Brano fornito:
▼

Il gioiello di Brento è la chiesa di San Biagio, anno Domini 1444, la cui caratteristica saliente è la presenza di affreschi di colore blu cobalto. Trattandosi di un bene storico-artistico, due architetti ne seguono i lavori: Bruno Angelici dell’Istituto diocesano per il sostentamento del clero di Firenze e Paola Ricco della Sovrintendenza archeologica Belle Arti e paesaggio per la città metropolitana di Firenze. Al momento per sbloccare i lavori negli interni manca solo il via libera di quest’ultima. Interverrà poi un restauratore che si occuperà delle pitture parietali.
Abbiamo posto qualche domanda ad Anna Boschi per sapere come procedono i lavori.
Come ha scoperto quel borgo dell’alta valle del Santerno?
«La mia è stata una scoperta quasi casuale! Sono una guida escursionistica e stavo passeggiando insieme al mio compagno alla ricerca di nuovi sentieri su cui scrivere un vero e proprio libro, quando ci siamo ritrovati a Brento. La mia scoperta risale a più di vent’anni fa. Ad attirare la mia attenzione è stata la chiesa, bellissima, piena di affreschi, mi sarebbe dispiaciuto lasciarla cadere nell’oblio».
In che condizioni è la strada? Come porterà a Brento le attrezzature necessarie per i lavori edilizi?
«Prima dell’inizio dei lavori, la strada che conduce a Brento Sanico non poteva nemmeno essere definita tale, era più che altro un sentiero. Abbiamo chiesto al comune il permesso di allargarla di 2,5 m e la nostra richiesta è stata accettata. Si tratta comunque di una sterrata, quindi necessitiamo di veicoli 4x4 per poterci arrivare e portare attrezzature e materiali».
Quanti sono i volontari che collaborano per la riuscita del progetto di ristrutturazione?
«Purtroppo non siamo in tanti, tutti i volontari che collaborano con noi sono persone che hanno già altre occupazioni, non siamo mai tutti insieme perché è un impiego secondario per diversi di loro e ci danno una mano nel momento in cui trovano del tempo libero. Pertanto, non c’è un numero stabile di volontari, generalmente siamo in 4/5 persone».
A che punto sono i lavori? Tra quanto tempo sarà abitabile la prima casa ristrutturata?

▲

Record da una raccolta di dati:

▼

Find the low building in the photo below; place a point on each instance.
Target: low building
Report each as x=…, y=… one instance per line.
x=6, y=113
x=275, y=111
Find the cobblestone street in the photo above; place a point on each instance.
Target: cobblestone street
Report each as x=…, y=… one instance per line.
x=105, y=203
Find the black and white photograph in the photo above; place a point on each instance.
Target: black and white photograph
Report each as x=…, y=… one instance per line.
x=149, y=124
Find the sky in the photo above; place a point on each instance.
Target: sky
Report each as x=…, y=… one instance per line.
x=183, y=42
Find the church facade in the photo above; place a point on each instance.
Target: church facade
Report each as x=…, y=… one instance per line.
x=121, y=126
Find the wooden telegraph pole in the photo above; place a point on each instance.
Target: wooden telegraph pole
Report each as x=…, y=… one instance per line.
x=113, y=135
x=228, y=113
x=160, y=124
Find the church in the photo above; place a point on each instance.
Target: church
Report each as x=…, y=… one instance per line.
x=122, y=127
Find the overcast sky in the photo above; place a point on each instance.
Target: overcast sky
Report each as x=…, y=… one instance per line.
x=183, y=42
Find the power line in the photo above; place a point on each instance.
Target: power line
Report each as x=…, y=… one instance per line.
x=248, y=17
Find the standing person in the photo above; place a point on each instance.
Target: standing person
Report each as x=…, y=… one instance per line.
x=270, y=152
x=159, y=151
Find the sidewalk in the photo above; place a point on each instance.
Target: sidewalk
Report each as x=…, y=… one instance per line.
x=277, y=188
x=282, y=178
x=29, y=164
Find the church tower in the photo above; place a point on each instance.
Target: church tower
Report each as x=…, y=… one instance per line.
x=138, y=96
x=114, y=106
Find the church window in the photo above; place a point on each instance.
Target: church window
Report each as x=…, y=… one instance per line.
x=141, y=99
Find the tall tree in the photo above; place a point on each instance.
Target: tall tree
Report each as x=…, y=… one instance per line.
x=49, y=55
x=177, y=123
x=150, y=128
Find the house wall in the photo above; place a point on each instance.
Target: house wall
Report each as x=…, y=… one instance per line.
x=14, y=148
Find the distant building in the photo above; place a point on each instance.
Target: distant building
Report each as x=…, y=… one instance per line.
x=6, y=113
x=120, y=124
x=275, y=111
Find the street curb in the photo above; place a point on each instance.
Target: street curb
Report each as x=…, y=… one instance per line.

▲

Elenco dei compiti:
1. Rispondi a queste domande sul brano su Brento:
(a) A quale anno risale la chiesa di San Biagio?
(b) Di quanto è stato chiesto al comune di allargare la strada che conduce a Brento Sanico?
(c) Quante persone sono in genere i volontari?
2. Nei record, riscrivi le righe dalla riga che contiene "Find the distant" fino alla fine dei record compresa. Aggiungi 30 a ogni coordinata nelle risposte.

Risultati finali:
1.
(a) 1444
(b) 2,5 m
(c) 4/5 persone

2.
Find the distant building in the photo above; place a point on each instance.
Target: distant building
Report each as x=…, y=… one instance per line.
x=36, y=143
x=150, y=154
x=305, y=141
Find the street curb in the photo above; place a point on each instance.
Target: street curb
Report each as x=…, y=… one instance per line.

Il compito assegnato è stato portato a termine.